WHAT IS REQUIRED: Using the material below, tally each line with the string "ceiling" and report only the total.

INPUT RECORDS:
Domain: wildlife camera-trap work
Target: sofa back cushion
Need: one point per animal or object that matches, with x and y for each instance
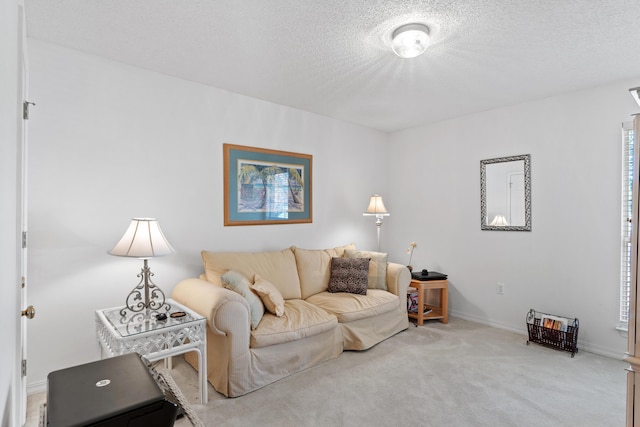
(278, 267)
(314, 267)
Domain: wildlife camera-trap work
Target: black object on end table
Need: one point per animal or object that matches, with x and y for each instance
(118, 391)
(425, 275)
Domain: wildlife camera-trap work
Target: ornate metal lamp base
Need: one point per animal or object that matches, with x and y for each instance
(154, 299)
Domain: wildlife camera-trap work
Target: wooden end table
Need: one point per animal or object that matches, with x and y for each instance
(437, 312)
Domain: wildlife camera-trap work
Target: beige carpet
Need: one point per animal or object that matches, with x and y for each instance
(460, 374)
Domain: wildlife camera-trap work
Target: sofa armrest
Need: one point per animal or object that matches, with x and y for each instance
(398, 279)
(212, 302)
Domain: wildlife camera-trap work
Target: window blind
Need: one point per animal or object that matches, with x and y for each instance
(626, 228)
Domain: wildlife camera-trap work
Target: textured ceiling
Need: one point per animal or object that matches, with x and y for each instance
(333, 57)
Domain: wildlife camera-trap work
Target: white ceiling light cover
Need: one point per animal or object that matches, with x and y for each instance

==

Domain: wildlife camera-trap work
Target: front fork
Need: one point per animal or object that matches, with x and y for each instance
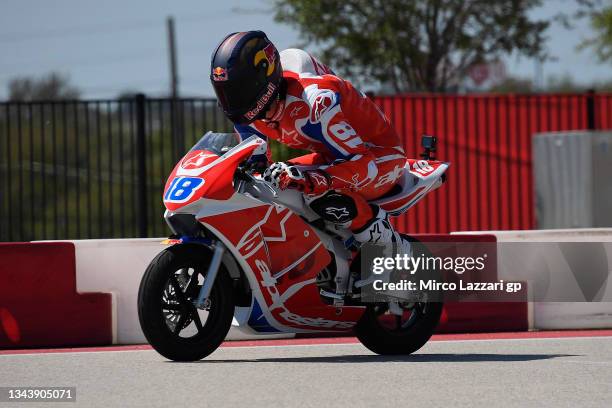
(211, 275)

RESULT BELOW: 2